Given exercise =
Which of the lines below contain the word "glass"? Gather each of them and copy it out in full.
——
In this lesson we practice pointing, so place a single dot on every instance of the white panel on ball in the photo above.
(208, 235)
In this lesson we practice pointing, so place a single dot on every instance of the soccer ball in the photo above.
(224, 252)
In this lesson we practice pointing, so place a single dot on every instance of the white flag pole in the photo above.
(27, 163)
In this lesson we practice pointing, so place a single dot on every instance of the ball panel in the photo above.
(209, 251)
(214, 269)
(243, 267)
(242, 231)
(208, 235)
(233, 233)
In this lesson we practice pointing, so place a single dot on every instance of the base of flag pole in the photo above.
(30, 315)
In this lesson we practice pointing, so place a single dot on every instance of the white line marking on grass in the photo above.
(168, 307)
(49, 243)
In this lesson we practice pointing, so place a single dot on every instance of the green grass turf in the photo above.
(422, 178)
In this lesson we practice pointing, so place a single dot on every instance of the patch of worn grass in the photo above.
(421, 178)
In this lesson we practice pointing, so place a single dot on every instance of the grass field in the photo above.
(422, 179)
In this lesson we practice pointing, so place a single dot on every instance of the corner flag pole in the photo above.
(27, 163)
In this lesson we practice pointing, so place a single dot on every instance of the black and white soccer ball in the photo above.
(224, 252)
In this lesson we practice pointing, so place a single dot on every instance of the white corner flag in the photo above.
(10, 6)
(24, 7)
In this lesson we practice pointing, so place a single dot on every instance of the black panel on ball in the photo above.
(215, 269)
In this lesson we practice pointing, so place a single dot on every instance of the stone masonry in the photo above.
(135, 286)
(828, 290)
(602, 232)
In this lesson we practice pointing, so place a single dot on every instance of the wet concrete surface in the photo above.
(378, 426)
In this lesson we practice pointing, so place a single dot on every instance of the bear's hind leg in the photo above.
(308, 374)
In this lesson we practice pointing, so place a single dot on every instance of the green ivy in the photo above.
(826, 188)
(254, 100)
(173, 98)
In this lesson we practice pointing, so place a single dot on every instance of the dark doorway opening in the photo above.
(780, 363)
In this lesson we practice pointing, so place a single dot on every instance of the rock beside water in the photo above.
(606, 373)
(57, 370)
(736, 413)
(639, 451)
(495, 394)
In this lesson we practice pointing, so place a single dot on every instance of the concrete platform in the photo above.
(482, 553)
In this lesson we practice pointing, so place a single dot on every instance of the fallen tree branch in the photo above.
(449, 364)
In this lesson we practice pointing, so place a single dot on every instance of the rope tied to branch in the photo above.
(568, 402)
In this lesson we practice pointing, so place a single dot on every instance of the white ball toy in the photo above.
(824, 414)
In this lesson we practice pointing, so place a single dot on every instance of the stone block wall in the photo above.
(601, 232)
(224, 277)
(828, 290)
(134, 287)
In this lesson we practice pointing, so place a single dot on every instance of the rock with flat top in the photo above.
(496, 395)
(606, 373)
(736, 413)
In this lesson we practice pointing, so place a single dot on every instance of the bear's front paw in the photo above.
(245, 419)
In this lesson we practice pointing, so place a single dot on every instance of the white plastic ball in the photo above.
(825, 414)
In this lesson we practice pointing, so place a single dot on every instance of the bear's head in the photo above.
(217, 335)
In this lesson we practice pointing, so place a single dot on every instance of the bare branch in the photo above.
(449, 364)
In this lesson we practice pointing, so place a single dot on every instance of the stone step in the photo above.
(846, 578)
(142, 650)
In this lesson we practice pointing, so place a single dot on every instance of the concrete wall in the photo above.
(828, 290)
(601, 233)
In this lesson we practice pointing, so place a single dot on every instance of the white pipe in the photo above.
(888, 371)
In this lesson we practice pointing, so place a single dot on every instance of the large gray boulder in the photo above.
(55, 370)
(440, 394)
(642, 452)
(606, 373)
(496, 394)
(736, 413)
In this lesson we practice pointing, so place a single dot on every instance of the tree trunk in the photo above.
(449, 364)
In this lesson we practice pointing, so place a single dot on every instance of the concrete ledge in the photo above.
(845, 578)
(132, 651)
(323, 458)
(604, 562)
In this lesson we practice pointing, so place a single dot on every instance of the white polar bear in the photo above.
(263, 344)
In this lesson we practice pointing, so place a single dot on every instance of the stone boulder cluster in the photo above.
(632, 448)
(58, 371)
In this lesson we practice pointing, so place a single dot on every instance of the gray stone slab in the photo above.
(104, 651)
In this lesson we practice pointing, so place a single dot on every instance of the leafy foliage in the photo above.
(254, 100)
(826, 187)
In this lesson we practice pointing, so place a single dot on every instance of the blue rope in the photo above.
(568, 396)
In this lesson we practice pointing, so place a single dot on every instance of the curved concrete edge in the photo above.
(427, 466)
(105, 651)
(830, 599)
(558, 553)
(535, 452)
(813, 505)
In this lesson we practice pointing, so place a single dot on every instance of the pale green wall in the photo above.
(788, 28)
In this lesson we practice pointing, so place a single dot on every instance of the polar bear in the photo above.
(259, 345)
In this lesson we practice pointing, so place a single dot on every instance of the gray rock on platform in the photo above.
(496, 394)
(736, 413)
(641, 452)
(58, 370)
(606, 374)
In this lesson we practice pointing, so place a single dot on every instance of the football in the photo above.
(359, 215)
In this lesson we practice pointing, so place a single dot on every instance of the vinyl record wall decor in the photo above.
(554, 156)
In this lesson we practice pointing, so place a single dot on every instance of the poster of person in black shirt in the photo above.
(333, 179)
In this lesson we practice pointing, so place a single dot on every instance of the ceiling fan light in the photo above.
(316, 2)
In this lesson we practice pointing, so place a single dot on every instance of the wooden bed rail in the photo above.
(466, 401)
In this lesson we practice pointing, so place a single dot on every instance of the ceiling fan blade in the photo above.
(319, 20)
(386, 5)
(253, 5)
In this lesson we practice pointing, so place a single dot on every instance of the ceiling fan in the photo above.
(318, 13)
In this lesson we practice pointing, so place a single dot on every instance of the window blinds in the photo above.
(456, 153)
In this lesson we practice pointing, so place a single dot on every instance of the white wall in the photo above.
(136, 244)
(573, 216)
——
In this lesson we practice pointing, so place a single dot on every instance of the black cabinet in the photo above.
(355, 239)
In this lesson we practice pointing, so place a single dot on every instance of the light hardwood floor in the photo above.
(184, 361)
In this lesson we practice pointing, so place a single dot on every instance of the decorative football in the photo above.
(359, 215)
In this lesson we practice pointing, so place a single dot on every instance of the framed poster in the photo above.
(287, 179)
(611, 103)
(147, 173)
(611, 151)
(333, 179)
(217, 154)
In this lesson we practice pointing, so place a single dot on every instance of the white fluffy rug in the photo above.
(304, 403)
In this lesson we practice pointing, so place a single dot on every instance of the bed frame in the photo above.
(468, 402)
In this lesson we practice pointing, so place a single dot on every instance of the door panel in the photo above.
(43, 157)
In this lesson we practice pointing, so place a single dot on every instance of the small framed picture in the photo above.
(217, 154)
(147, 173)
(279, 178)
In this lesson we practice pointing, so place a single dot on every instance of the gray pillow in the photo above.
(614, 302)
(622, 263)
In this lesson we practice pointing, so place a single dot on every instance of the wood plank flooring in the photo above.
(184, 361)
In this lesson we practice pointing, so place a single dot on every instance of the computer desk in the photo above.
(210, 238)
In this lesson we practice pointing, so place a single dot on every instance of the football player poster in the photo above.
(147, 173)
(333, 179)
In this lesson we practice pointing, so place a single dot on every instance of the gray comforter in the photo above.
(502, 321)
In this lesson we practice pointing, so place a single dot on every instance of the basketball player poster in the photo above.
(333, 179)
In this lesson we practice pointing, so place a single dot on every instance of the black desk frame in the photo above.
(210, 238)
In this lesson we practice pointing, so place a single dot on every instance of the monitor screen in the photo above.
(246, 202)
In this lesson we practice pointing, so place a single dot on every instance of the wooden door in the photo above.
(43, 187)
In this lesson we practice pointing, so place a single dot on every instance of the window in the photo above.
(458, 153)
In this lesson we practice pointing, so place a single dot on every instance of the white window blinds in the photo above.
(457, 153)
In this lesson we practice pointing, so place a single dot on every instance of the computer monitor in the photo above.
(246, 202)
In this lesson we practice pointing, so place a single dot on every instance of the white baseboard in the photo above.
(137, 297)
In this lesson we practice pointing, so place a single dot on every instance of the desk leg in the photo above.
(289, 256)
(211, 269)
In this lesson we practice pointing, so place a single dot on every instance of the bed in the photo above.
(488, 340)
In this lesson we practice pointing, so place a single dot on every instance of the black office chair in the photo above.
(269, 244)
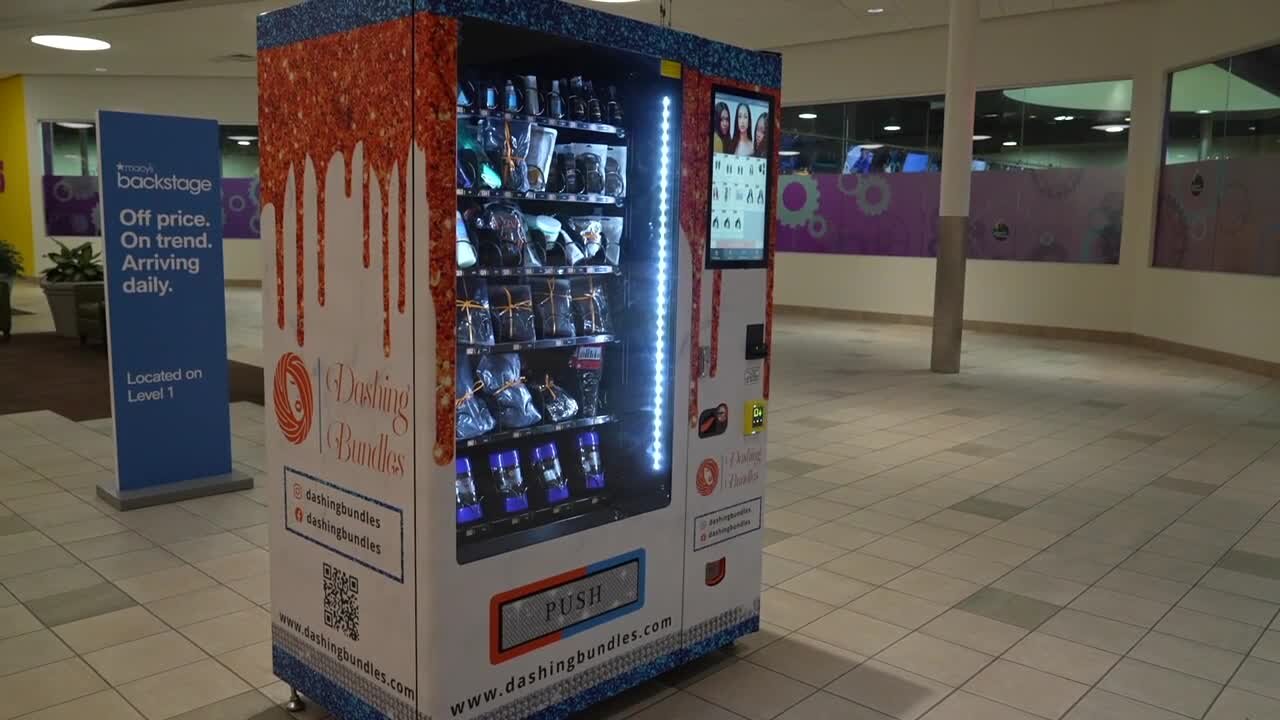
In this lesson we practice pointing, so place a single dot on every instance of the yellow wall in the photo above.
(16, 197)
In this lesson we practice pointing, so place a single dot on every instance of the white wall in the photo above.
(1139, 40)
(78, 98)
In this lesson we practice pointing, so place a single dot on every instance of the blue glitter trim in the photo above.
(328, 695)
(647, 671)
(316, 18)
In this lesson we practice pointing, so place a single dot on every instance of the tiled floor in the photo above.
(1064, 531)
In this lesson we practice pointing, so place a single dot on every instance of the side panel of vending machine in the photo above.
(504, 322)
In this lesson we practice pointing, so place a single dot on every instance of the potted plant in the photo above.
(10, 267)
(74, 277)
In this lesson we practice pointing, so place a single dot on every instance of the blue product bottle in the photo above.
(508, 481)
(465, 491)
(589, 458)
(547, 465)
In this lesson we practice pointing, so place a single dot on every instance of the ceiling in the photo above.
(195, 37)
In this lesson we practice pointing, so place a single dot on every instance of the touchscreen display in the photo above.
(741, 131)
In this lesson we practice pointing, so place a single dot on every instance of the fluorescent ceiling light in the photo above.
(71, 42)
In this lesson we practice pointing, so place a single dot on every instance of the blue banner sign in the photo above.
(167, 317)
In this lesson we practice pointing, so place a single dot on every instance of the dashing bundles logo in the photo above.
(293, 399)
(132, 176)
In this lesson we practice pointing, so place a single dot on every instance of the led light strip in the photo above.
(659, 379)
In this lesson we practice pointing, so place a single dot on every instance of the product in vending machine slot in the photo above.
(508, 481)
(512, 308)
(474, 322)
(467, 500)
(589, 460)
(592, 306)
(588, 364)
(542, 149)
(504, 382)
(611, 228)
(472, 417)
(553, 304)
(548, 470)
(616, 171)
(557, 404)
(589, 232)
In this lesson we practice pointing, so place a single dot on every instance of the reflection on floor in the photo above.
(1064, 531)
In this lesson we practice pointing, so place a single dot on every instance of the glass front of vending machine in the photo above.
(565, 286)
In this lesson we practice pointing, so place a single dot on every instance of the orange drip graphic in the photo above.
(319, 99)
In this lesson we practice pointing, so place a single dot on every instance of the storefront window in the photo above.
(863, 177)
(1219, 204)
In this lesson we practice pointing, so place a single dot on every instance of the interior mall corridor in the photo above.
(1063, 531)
——
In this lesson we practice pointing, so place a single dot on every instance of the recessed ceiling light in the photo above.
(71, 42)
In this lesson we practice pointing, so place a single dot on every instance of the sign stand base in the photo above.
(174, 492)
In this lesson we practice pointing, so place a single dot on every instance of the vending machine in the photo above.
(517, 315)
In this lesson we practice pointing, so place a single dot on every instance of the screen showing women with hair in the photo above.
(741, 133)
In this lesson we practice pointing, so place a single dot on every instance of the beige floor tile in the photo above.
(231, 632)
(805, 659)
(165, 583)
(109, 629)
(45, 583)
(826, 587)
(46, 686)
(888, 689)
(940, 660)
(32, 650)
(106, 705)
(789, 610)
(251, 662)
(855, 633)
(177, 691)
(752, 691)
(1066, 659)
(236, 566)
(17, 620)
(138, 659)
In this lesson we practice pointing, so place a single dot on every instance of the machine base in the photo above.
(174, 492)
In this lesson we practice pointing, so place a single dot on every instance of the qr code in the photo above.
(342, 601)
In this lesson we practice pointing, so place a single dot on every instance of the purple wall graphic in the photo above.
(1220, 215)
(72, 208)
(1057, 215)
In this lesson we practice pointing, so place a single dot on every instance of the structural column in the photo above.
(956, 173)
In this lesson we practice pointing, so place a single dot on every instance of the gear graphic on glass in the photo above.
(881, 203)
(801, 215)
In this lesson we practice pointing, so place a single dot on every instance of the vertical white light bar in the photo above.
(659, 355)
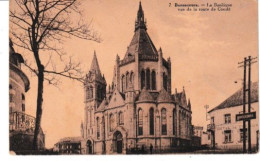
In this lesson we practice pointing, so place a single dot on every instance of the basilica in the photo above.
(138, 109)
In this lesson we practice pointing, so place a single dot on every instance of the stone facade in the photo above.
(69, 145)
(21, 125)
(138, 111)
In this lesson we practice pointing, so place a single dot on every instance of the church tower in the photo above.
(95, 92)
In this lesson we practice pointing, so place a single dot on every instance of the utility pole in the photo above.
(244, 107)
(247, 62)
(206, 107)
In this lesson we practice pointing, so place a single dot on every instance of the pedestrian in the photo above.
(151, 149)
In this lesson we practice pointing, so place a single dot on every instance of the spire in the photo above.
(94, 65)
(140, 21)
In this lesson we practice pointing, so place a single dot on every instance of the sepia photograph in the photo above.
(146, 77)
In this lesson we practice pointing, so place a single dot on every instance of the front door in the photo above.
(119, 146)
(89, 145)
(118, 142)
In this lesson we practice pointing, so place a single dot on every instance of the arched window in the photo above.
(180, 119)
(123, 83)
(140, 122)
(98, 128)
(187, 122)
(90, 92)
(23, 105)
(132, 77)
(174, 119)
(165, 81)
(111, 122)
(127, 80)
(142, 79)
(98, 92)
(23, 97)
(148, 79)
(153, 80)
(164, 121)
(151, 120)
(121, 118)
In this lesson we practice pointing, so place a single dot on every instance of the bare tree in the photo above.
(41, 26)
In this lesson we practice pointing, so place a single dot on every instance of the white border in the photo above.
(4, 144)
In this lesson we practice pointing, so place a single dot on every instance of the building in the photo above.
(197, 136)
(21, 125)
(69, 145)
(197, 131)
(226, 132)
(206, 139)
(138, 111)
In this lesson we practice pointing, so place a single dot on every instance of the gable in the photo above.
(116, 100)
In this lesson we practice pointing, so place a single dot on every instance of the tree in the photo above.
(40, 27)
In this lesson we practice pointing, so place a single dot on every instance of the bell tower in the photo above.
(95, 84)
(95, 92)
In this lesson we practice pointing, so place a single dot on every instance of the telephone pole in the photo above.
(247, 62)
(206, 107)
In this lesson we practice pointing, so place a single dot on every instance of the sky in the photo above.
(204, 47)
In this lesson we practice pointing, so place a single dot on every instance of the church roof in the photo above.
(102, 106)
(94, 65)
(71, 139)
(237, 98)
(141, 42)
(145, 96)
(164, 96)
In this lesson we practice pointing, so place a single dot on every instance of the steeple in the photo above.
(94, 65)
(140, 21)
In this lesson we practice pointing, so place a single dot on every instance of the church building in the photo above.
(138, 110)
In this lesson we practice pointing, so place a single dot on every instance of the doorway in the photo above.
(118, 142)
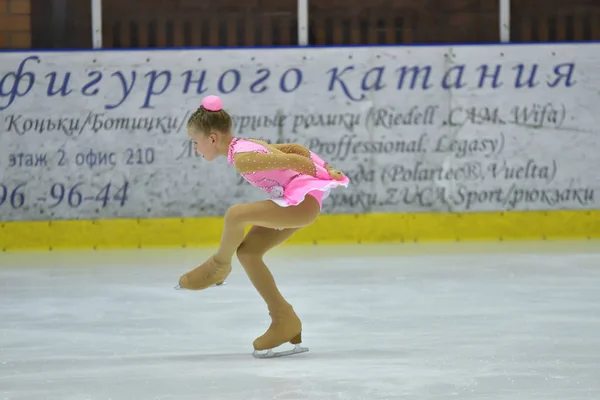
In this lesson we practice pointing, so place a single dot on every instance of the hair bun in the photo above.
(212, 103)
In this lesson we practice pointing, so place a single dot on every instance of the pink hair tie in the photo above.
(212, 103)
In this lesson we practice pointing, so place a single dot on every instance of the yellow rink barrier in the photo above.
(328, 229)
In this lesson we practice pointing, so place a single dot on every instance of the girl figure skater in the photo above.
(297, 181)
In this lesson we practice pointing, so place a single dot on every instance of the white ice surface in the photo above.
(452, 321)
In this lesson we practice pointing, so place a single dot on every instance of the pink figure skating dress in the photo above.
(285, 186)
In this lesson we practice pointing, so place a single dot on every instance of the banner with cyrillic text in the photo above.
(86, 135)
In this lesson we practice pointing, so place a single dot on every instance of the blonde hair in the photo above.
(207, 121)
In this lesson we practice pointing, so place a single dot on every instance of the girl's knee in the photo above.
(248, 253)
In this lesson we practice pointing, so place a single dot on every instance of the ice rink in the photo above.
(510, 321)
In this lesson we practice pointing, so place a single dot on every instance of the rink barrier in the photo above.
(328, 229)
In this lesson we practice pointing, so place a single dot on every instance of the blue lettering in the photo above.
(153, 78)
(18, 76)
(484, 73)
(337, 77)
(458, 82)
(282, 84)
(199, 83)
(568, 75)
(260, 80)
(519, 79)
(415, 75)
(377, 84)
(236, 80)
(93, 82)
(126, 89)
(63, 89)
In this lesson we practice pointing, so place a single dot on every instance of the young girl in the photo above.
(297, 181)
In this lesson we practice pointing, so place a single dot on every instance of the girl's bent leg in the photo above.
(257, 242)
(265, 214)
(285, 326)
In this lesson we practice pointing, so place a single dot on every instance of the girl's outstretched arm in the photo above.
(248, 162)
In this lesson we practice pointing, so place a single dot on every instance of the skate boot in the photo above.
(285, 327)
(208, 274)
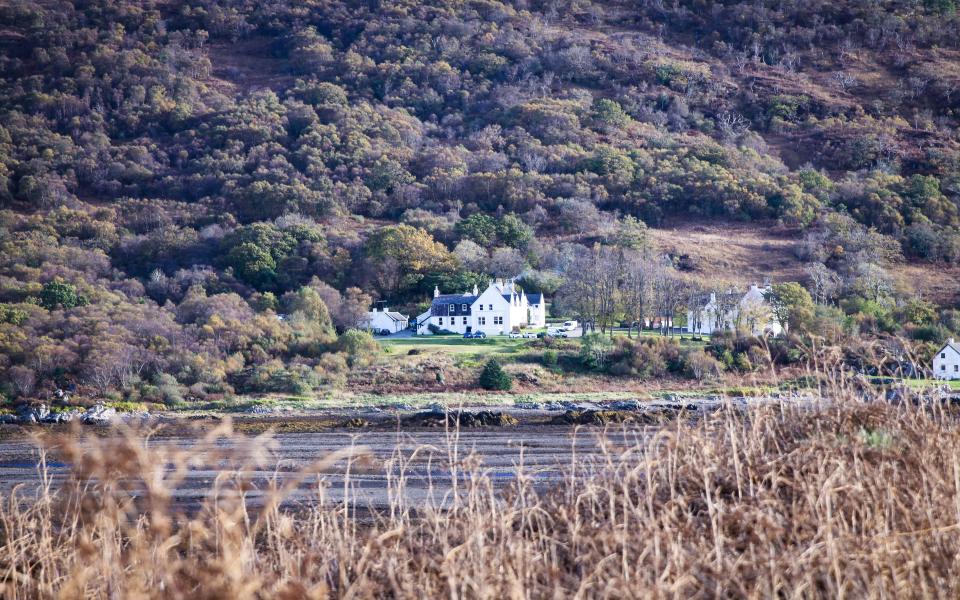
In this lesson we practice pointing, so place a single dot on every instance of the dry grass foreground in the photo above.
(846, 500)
——
Correct answer =
In this lesson we practice pointing, so place a single dot on every instance of the glass front of vending machine in the photo above.
In this lesson we practice pointing, so place a single dot on every instance of the gear graphic on glass in the photo above.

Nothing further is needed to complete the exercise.